▸ **Goal**:
Transcribe the data below line for line, without changing a single character.

▸ **Supplied data**:
• • • • • • •

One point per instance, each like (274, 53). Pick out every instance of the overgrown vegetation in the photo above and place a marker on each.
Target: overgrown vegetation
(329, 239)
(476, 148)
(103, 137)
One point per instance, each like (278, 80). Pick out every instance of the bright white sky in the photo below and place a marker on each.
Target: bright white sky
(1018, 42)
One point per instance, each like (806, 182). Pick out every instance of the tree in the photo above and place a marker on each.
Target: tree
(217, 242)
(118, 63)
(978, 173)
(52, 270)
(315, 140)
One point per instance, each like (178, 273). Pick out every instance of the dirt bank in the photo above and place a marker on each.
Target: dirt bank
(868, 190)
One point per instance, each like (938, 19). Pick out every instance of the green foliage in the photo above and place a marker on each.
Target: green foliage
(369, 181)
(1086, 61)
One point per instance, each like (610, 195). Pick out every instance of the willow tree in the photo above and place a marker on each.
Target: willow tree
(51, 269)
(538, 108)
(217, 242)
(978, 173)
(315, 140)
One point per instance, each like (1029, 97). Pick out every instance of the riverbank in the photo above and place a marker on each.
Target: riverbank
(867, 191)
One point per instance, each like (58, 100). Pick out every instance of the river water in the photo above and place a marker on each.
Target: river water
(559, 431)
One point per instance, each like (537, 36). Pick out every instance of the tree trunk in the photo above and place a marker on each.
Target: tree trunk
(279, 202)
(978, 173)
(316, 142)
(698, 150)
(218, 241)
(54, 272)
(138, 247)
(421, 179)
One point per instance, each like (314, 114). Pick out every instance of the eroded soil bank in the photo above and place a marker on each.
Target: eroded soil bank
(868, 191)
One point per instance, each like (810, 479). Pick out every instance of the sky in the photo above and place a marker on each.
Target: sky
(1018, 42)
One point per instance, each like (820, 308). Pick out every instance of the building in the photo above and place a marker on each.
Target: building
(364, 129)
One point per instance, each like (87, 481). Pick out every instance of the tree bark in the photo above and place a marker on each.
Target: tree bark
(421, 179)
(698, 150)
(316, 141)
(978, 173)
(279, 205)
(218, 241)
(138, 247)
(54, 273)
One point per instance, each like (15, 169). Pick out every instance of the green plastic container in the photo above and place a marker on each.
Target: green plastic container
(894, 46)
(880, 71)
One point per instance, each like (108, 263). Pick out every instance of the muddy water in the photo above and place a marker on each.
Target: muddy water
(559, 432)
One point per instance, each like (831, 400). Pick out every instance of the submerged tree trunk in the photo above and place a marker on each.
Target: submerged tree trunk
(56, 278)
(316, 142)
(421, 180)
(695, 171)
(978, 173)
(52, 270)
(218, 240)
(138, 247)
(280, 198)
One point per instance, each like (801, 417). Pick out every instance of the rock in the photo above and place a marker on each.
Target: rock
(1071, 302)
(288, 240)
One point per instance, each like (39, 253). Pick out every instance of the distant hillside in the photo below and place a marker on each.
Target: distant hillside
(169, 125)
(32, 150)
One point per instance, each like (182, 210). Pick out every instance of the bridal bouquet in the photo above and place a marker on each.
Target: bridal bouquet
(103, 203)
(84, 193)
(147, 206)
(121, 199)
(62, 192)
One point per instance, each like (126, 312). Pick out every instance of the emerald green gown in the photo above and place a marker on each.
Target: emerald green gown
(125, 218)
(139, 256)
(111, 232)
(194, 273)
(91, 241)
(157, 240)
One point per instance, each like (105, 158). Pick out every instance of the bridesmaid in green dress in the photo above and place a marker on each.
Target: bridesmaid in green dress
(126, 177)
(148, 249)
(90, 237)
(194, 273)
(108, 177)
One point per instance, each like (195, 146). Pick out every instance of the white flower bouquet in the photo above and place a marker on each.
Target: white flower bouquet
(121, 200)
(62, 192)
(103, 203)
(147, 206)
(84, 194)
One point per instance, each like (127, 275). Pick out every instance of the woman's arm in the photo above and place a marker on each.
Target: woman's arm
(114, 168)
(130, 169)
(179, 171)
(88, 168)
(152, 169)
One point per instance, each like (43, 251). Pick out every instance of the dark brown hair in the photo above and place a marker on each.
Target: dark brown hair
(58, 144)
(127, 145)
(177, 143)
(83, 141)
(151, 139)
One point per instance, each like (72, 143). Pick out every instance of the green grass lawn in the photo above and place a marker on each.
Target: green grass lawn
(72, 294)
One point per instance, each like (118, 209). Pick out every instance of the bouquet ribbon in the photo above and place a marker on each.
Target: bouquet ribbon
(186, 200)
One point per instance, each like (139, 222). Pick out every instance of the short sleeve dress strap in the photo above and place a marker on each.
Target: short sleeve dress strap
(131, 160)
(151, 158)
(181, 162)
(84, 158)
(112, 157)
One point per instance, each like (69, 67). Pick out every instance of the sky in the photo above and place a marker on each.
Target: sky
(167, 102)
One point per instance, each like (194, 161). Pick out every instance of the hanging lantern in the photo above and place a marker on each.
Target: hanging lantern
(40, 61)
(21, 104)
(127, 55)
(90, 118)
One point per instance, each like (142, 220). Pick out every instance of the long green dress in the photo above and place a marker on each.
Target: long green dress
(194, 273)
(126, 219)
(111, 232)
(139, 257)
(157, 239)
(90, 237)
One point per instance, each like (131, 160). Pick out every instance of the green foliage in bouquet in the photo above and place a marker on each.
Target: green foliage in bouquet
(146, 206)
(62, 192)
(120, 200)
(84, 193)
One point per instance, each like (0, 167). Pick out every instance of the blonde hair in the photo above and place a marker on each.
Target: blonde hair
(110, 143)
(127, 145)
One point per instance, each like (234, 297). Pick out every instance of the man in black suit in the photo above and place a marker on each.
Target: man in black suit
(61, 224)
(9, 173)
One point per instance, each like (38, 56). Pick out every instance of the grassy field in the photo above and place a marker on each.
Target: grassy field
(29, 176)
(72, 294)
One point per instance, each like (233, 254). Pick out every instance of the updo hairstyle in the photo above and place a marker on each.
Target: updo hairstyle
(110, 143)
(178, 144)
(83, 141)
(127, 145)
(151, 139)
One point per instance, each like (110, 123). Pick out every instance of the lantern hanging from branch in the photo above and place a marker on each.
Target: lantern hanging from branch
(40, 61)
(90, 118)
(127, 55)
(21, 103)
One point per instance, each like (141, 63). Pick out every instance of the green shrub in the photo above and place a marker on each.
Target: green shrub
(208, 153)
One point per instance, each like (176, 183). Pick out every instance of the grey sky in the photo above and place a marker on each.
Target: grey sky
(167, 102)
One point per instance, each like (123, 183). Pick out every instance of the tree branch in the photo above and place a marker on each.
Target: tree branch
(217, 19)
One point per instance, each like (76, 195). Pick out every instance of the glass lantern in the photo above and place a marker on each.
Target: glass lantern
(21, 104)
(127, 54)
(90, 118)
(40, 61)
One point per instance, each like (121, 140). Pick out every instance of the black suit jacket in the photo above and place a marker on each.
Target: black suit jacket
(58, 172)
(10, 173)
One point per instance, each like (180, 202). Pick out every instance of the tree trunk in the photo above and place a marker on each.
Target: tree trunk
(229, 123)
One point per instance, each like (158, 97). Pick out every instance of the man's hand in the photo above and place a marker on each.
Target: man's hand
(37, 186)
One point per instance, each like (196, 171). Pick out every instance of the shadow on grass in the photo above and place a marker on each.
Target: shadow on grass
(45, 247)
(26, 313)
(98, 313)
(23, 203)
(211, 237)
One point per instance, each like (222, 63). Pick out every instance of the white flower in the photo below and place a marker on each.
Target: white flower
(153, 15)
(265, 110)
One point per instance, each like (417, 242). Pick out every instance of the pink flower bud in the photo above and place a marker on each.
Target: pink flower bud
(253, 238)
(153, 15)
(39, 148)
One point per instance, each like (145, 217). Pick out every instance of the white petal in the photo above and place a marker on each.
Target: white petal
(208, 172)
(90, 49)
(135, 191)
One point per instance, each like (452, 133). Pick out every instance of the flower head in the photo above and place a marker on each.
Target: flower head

• • • • • • •

▸ **Result of this task**:
One point per instance, each like (274, 53). Pick out every instance of the overgrown vegetation in the photo above and place a marker on each.
Target: overgrown vegetation
(329, 239)
(476, 148)
(103, 137)
One point per instance, each like (278, 80). Pick out every instance of the bright white sky in the photo below and place a marker on each.
Target: bright white sky
(1018, 42)
One point per instance, each like (806, 182). Pick out every instance of the tree in the photo above and place a marker on each.
Target: tree
(217, 242)
(118, 63)
(978, 173)
(52, 270)
(315, 140)
One point per instance, each like (178, 273). Pick out every instance of the dirt bank in the photo above and place a marker on each.
Target: dirt bank
(868, 190)
One point per instance, each like (938, 19). Pick out every instance of the green foliage in the photo above and place a marker on each.
Target: green foliage
(369, 181)
(1086, 61)
One point per instance, each like (610, 195). Pick out every instance of the willow tree in the photo above and place a marker on each.
Target: willow tree
(51, 269)
(538, 108)
(217, 242)
(978, 173)
(315, 140)
One point per instance, each like (1029, 97). Pick out every instance of the riverbank in the photo above and place a marker on each.
Target: riverbank
(867, 191)
One point per instance, each like (58, 100). Pick out every instance of the river water in the photo above and place a marker on each.
Target: river water
(559, 431)
One point per instance, each like (537, 36). Pick out every instance of the tree trunk in the photo above and place a marker on each.
Target: tree trunk
(279, 202)
(978, 173)
(316, 142)
(698, 150)
(218, 241)
(54, 272)
(138, 247)
(421, 179)
One point per instance, each like (314, 114). Pick out every instance of the eroded soil bank in the photo above and place a marker on each.
Target: eroded soil bank
(868, 191)
One point per instance, each like (810, 479). Pick out every instance of the sky in the photo above and place a marker on each.
Target: sky
(1018, 42)
One point per instance, each like (820, 308). Pick out every instance of the building in the photo above and place a marker on each.
Target: building
(364, 129)
One point per instance, each like (87, 481). Pick out every instance of the tree bark in the photo above and place a marker on each.
Target: tree bark
(421, 179)
(698, 150)
(316, 141)
(978, 173)
(279, 205)
(218, 241)
(138, 247)
(54, 273)
One point per instance, each like (15, 169). Pick out every instance of the green plastic container in the photo above and place a marker on each.
Target: green plastic container
(894, 46)
(880, 71)
One point per instance, each like (108, 263). Pick out every instance of the muddy water in the photo above and place a marker on each.
Target: muddy water
(559, 432)
One point per instance, each like (831, 400). Pick out every instance of the submerged tree trunk in the photo above and place a marker on each.
Target: submerged tree trunk
(56, 278)
(316, 142)
(421, 180)
(695, 171)
(978, 173)
(52, 270)
(218, 240)
(138, 247)
(280, 198)
One point per instance, each like (801, 417). Pick out every instance of the rock in the photo above and place a marker on each.
Target: rock
(1071, 302)
(288, 240)
One point per instance, each like (39, 253). Pick out every instance of the distant hillside in the photo below and place a marker on each.
Target: distant hillside
(169, 125)
(32, 150)
One point per instance, each like (182, 210). Pick out every instance of the bridal bouquet in the photo above and place a marker on each.
Target: bridal bouquet
(103, 203)
(84, 193)
(147, 206)
(121, 199)
(62, 192)
One point per instance, each like (126, 312). Pick out every instance of the emerald green gown in the photo above and place a marker on each.
Target: emerald green gown
(125, 218)
(139, 256)
(111, 232)
(194, 273)
(91, 241)
(157, 240)
One point per instance, each like (105, 158). Pick out every instance of the bridesmaid in green dress in the photo above and place a marker on each.
Target: bridesmaid in green dress
(126, 177)
(148, 249)
(90, 237)
(194, 273)
(108, 177)
One point per instance, each like (195, 146). Pick out every instance of the white flower bouquet in the photo above and place a marker on each.
Target: white flower bouquet
(121, 200)
(62, 192)
(103, 203)
(147, 206)
(84, 194)
One point per instance, each like (127, 275). Pick out every instance of the woman's arm in the photo above and place a marker on each.
Target: woman's arm
(114, 168)
(130, 169)
(179, 171)
(88, 168)
(152, 169)
One point per instance, each like (43, 251). Pick out every instance of the dark brown hair in the photo above and place a marker on each.
Target: dark brown hair
(58, 144)
(127, 145)
(177, 143)
(83, 141)
(151, 139)
One point per instance, each like (72, 143). Pick out every instance of the green grass lawn in the photo above and place a marker on each.
Target: green grass lawn
(72, 294)
One point per instance, each like (118, 209). Pick out every instance of the bouquet ribbon in the photo above and place a marker on each.
Target: bouquet ribbon
(186, 200)
One point per instance, each like (139, 222). Pick out every instance of the short sleeve dress strap in the photo above and place a marker on each.
Target: short sleeve dress strap
(131, 160)
(151, 158)
(181, 162)
(84, 158)
(112, 157)
One point per instance, each like (69, 67). Pick out every instance of the sky in the photo above and place a marker on each.
Target: sky
(167, 102)
One point per instance, each like (194, 161). Pick out every instance of the hanging lantern in the photo above and place a marker on each.
Target: hanging lantern
(40, 61)
(21, 104)
(127, 55)
(90, 118)
One point per instance, each like (142, 220). Pick out every instance of the long green dress in the photo above and place a marker on each.
Target: long green dress
(194, 273)
(126, 219)
(111, 232)
(139, 257)
(157, 239)
(90, 237)
One point per instance, each like (131, 160). Pick out every instance of the green foliage in bouquet in the photo above and place a marker on each.
Target: green foliage in bouquet
(146, 206)
(62, 192)
(120, 200)
(84, 193)
One point per instance, each like (0, 167). Pick out every instance of the blonde hair in the photo above and place a marker on each.
Target: blonde hair
(110, 143)
(127, 145)
One point per instance, each like (234, 297). Pick out every instance of the man in black suit in the photo above and place a marker on each.
Target: man in black suit
(61, 224)
(9, 173)
One point per instance, each like (38, 56). Pick out every instance of the grassy field in the photo above and place a marker on each.
Target: grassy field
(29, 176)
(72, 294)
One point per instance, each like (233, 254). Pick out every instance of the updo hairstyle in the photo above and place a marker on each.
Target: updo hairstyle
(110, 143)
(178, 144)
(83, 141)
(127, 145)
(151, 139)
One point per instance, each like (110, 123). Pick out every instance of the lantern hanging from branch in the photo above and place a marker on each.
Target: lantern hanging from branch
(40, 61)
(90, 118)
(127, 55)
(21, 103)
One point per instance, each like (141, 63). Pick out every instance of the green shrub in the photo above and place a marker on each.
Target: green shrub
(208, 153)
One point per instance, each like (176, 183). Pick out every instance of the grey sky in the photo above and place a marker on each.
Target: grey sky
(167, 102)
One point per instance, each like (123, 183). Pick out every instance of the tree branch in the photo above and place a marker on each.
Target: tree branch
(217, 19)
One point per instance, each like (76, 195). Pick out every instance of the glass lantern in the photo above and place a marker on each.
Target: glass lantern
(21, 104)
(127, 54)
(90, 118)
(40, 61)
One point per instance, each like (121, 140). Pick out every instance of the black suit jacket in the photo above and place a marker on each.
Target: black suit jacket
(58, 172)
(10, 173)
One point per instance, each like (180, 202). Pick out every instance of the tree trunk in the photo above and place a marker on each.
Target: tree trunk
(229, 123)
One point per instance, each like (158, 97). Pick out every instance of the man's hand in the photo above and place a marker on each.
Target: man's hand
(37, 186)
One point per instance, each like (196, 171). Pick out every instance of the shadow on grass in the photo above and place a marker on each.
Target: shadow on grass
(45, 247)
(26, 313)
(98, 313)
(23, 203)
(211, 237)
One point per instance, each like (222, 63). Pick out every instance of the white flower in the photo below and place a marker on each.
Target: white flower
(153, 15)
(265, 110)
One point per instance, each like (417, 242). Pick out every instance of the pink flower bud in the photo above and place a marker on each.
Target: pink flower bud
(253, 238)
(153, 15)
(39, 148)
One point per instance, each like (145, 217). Pick out every instance of the white petal in the photo above and place a marker on each.
Target: white petal
(208, 172)
(90, 49)
(135, 191)
One point per instance, each like (452, 133). Pick out every instance of the flower head in the photo above and place a marker on each.
Target: flower head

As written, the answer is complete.